▶ [EXERCISE INSTRUCTIONS]: Report every line of the items below that contains the string "shorts", copying each such line in full. Matches are case-sensitive.

▶ [THE RECORDS]:

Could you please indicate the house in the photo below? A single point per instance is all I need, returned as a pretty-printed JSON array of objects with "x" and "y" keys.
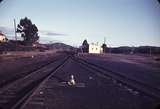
[
  {"x": 2, "y": 37},
  {"x": 94, "y": 48}
]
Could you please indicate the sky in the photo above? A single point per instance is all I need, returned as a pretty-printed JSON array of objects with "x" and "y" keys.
[{"x": 121, "y": 22}]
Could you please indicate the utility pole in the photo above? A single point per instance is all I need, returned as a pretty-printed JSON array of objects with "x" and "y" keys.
[
  {"x": 150, "y": 51},
  {"x": 15, "y": 33}
]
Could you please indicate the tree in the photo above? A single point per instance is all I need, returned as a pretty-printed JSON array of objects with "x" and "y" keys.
[
  {"x": 28, "y": 31},
  {"x": 85, "y": 46}
]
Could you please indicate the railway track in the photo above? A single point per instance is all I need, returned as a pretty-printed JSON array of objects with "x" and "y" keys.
[
  {"x": 16, "y": 94},
  {"x": 122, "y": 80},
  {"x": 17, "y": 76}
]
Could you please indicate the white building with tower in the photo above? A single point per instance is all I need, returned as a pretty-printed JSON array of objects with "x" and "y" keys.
[
  {"x": 2, "y": 37},
  {"x": 95, "y": 48}
]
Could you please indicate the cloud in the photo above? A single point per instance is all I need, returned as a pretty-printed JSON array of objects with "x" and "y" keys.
[
  {"x": 10, "y": 31},
  {"x": 50, "y": 33},
  {"x": 7, "y": 30}
]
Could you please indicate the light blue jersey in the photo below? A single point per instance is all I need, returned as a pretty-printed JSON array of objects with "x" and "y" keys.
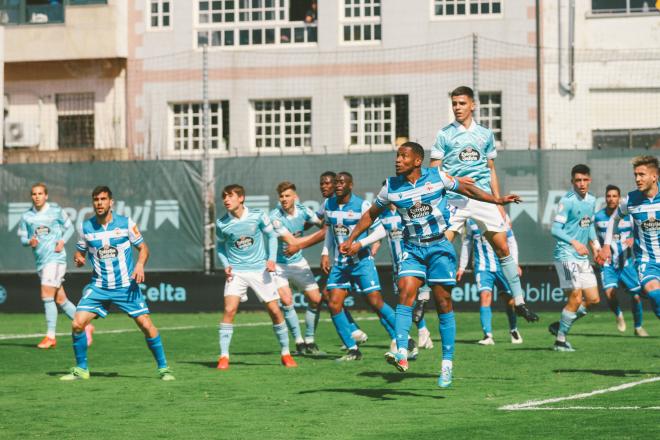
[
  {"x": 465, "y": 152},
  {"x": 422, "y": 205},
  {"x": 574, "y": 221},
  {"x": 621, "y": 254},
  {"x": 293, "y": 224},
  {"x": 49, "y": 225},
  {"x": 240, "y": 241},
  {"x": 108, "y": 248}
]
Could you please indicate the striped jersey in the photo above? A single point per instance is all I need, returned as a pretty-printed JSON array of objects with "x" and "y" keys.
[
  {"x": 621, "y": 254},
  {"x": 108, "y": 248},
  {"x": 341, "y": 220},
  {"x": 645, "y": 215},
  {"x": 465, "y": 152},
  {"x": 240, "y": 241},
  {"x": 422, "y": 205},
  {"x": 293, "y": 224},
  {"x": 49, "y": 224}
]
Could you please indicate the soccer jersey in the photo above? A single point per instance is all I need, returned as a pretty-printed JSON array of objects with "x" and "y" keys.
[
  {"x": 108, "y": 248},
  {"x": 575, "y": 216},
  {"x": 293, "y": 224},
  {"x": 465, "y": 152},
  {"x": 240, "y": 241},
  {"x": 621, "y": 254},
  {"x": 341, "y": 220},
  {"x": 422, "y": 205},
  {"x": 49, "y": 225}
]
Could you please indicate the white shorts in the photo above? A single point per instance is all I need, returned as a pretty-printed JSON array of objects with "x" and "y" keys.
[
  {"x": 52, "y": 274},
  {"x": 298, "y": 273},
  {"x": 262, "y": 283},
  {"x": 575, "y": 275},
  {"x": 486, "y": 215}
]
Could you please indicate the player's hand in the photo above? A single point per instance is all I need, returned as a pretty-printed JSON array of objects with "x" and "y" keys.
[{"x": 138, "y": 273}]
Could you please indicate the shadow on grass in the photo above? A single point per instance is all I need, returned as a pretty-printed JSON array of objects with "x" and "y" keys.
[{"x": 383, "y": 394}]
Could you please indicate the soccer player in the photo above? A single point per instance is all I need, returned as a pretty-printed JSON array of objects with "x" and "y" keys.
[
  {"x": 573, "y": 228},
  {"x": 467, "y": 149},
  {"x": 621, "y": 270},
  {"x": 489, "y": 274},
  {"x": 248, "y": 263},
  {"x": 46, "y": 228},
  {"x": 290, "y": 219},
  {"x": 107, "y": 239},
  {"x": 419, "y": 195},
  {"x": 643, "y": 205},
  {"x": 357, "y": 272}
]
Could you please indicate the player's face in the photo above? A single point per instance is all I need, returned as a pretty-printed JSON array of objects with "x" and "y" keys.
[
  {"x": 581, "y": 183},
  {"x": 645, "y": 177},
  {"x": 327, "y": 186},
  {"x": 462, "y": 106},
  {"x": 288, "y": 198},
  {"x": 102, "y": 204},
  {"x": 612, "y": 198},
  {"x": 39, "y": 197}
]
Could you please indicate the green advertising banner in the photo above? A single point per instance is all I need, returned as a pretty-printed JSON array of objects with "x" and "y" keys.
[{"x": 162, "y": 197}]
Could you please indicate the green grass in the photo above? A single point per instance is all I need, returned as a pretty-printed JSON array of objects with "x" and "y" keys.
[{"x": 257, "y": 398}]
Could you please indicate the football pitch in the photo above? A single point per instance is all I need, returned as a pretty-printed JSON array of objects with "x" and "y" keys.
[{"x": 609, "y": 388}]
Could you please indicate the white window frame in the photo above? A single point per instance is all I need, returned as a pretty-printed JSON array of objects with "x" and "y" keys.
[
  {"x": 282, "y": 149},
  {"x": 372, "y": 20}
]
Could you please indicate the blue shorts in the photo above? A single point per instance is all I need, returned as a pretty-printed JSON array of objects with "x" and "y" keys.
[
  {"x": 128, "y": 299},
  {"x": 626, "y": 277},
  {"x": 486, "y": 281},
  {"x": 361, "y": 277},
  {"x": 435, "y": 263}
]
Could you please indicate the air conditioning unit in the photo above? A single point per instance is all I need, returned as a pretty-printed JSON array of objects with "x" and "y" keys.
[{"x": 21, "y": 134}]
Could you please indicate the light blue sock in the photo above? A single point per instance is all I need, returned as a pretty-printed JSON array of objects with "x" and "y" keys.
[
  {"x": 638, "y": 311},
  {"x": 447, "y": 328},
  {"x": 80, "y": 349},
  {"x": 510, "y": 272},
  {"x": 69, "y": 309},
  {"x": 311, "y": 315},
  {"x": 282, "y": 337},
  {"x": 344, "y": 330},
  {"x": 226, "y": 331},
  {"x": 291, "y": 318},
  {"x": 403, "y": 322},
  {"x": 486, "y": 318},
  {"x": 156, "y": 347},
  {"x": 51, "y": 316}
]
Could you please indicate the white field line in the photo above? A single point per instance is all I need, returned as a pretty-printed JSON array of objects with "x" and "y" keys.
[
  {"x": 535, "y": 404},
  {"x": 176, "y": 328}
]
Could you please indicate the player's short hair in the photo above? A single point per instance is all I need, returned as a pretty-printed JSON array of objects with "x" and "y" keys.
[
  {"x": 233, "y": 188},
  {"x": 284, "y": 186},
  {"x": 463, "y": 90},
  {"x": 39, "y": 185},
  {"x": 609, "y": 188},
  {"x": 580, "y": 169},
  {"x": 651, "y": 161},
  {"x": 417, "y": 148},
  {"x": 101, "y": 188}
]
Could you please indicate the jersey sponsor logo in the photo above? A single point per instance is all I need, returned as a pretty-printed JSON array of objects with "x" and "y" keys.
[
  {"x": 419, "y": 210},
  {"x": 469, "y": 154},
  {"x": 243, "y": 243}
]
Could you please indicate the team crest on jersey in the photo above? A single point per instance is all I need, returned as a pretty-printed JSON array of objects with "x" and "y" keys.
[{"x": 469, "y": 154}]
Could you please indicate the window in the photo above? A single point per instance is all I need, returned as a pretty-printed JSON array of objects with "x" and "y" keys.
[
  {"x": 627, "y": 138},
  {"x": 360, "y": 21},
  {"x": 188, "y": 126},
  {"x": 283, "y": 123},
  {"x": 490, "y": 113},
  {"x": 376, "y": 121},
  {"x": 75, "y": 120},
  {"x": 454, "y": 8}
]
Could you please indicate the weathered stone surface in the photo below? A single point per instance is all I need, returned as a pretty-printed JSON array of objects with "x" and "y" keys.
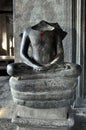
[
  {"x": 53, "y": 88},
  {"x": 30, "y": 12},
  {"x": 42, "y": 118}
]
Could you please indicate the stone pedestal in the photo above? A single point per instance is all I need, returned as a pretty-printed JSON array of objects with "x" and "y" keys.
[
  {"x": 42, "y": 119},
  {"x": 45, "y": 98}
]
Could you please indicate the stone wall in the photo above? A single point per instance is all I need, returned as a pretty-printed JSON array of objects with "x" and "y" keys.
[{"x": 30, "y": 12}]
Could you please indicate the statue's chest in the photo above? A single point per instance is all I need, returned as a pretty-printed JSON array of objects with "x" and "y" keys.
[{"x": 39, "y": 38}]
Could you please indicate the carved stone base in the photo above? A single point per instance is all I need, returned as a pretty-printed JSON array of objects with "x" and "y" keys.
[{"x": 42, "y": 119}]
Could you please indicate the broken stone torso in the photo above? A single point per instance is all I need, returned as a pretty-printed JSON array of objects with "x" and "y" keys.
[{"x": 44, "y": 42}]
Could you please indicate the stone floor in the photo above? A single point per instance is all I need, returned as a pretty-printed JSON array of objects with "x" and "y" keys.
[
  {"x": 7, "y": 107},
  {"x": 5, "y": 104}
]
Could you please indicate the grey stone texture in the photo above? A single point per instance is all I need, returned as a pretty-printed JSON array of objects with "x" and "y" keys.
[
  {"x": 6, "y": 105},
  {"x": 42, "y": 118},
  {"x": 52, "y": 89},
  {"x": 30, "y": 12}
]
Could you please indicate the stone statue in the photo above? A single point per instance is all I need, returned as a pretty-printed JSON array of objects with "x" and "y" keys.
[{"x": 41, "y": 46}]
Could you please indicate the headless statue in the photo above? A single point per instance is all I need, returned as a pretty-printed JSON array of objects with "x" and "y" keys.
[{"x": 41, "y": 47}]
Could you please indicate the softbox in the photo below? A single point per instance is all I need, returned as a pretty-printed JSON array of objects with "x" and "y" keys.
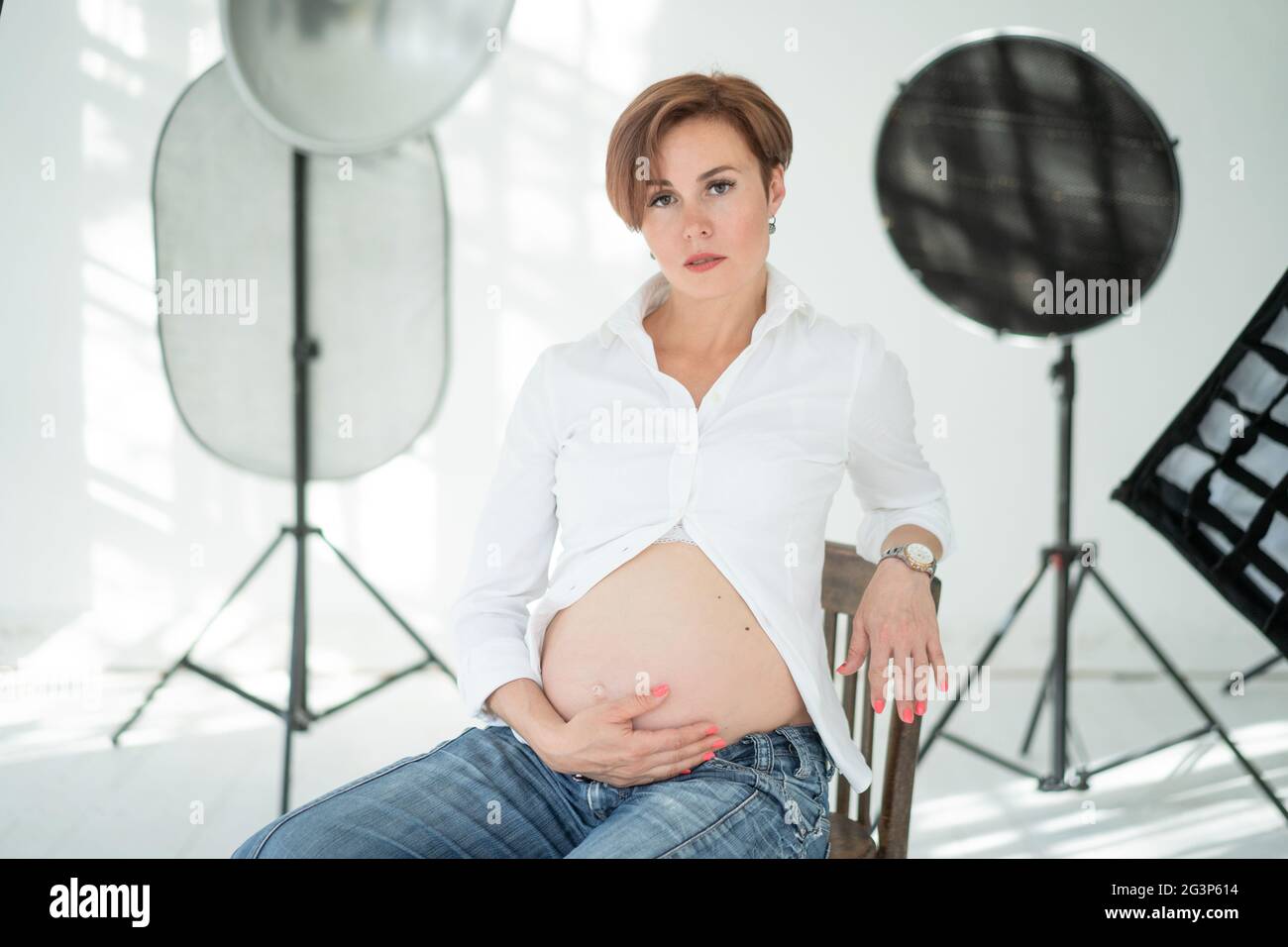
[
  {"x": 1216, "y": 482},
  {"x": 373, "y": 269}
]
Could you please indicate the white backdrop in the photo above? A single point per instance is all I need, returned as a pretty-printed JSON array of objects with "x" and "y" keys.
[{"x": 121, "y": 534}]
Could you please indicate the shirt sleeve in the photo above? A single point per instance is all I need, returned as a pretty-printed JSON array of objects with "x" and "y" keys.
[
  {"x": 509, "y": 562},
  {"x": 890, "y": 475}
]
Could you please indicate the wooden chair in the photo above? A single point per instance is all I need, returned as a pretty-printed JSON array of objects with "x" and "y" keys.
[{"x": 845, "y": 578}]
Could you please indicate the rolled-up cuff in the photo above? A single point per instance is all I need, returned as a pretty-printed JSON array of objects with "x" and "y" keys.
[
  {"x": 880, "y": 523},
  {"x": 485, "y": 668}
]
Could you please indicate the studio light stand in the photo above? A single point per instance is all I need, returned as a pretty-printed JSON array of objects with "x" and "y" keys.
[
  {"x": 1063, "y": 556},
  {"x": 296, "y": 715}
]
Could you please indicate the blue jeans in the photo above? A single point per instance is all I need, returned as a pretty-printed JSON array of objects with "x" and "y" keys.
[{"x": 485, "y": 795}]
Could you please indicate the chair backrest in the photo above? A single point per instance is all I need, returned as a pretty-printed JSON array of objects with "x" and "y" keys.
[{"x": 845, "y": 579}]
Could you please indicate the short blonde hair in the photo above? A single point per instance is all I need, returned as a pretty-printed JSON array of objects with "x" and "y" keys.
[{"x": 733, "y": 99}]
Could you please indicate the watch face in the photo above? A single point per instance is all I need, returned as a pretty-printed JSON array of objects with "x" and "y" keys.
[{"x": 919, "y": 553}]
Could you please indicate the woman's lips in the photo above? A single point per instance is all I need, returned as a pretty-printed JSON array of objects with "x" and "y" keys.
[{"x": 703, "y": 264}]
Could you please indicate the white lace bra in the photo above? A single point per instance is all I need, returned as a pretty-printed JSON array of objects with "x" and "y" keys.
[{"x": 675, "y": 534}]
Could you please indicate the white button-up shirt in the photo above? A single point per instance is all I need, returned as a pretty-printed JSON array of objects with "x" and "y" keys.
[{"x": 610, "y": 453}]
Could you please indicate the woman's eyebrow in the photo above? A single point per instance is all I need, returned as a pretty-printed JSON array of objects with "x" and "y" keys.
[{"x": 664, "y": 182}]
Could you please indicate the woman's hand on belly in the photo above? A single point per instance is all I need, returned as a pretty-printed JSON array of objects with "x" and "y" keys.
[{"x": 600, "y": 742}]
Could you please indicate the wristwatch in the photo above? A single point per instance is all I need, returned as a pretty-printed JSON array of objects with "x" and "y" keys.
[{"x": 914, "y": 556}]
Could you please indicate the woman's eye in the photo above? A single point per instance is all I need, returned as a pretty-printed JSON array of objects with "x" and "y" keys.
[{"x": 728, "y": 184}]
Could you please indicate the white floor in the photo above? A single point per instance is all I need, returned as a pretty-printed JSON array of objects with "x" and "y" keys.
[{"x": 201, "y": 770}]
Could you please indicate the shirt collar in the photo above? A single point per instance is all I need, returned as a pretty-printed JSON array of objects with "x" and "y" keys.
[{"x": 781, "y": 292}]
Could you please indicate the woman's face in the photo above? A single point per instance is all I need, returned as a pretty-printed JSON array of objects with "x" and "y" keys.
[{"x": 707, "y": 197}]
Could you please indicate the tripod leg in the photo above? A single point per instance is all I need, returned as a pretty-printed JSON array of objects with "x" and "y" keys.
[
  {"x": 1189, "y": 692},
  {"x": 1046, "y": 677},
  {"x": 295, "y": 711},
  {"x": 382, "y": 602},
  {"x": 192, "y": 647},
  {"x": 988, "y": 650}
]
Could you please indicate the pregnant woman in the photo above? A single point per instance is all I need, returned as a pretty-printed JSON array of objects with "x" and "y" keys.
[{"x": 669, "y": 694}]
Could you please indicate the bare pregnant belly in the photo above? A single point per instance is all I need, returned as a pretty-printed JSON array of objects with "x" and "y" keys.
[{"x": 670, "y": 616}]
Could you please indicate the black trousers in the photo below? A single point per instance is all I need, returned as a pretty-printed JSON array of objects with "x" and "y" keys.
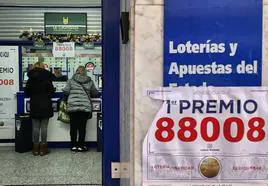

▶ [OUTPUT FOR THIS EXERCISE]:
Could you please indicate the white shorts in the photo above? A single point per instance is all I need, returned as a pretty-printed JSON array of objects with "x" and "y" keys.
Could you please indicate the blue shorts in the photo above? A single point per instance is all I need, returned as a pretty-printed JSON array of objects with "x" and "y" keys.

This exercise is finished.